What the task asks: Print the listing below line for line without altering any wording, but leave out the pictures.

Provided data:
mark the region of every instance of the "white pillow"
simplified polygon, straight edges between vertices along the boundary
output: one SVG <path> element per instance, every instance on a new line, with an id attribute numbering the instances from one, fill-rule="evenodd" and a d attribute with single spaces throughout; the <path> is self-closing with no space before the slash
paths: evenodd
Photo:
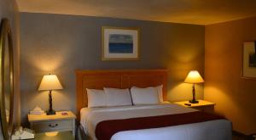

Full answer:
mark the region of every instance of the "white pillow"
simplified polygon, straight edges between vertices along the boundary
output: one SVG <path> element per instance, every instance on a new line, with an id attribute numbering the instances from one, fill-rule="evenodd" and a d attribute with single spaces throughout; the <path> is self-closing with no space before the slash
paths: evenodd
Photo:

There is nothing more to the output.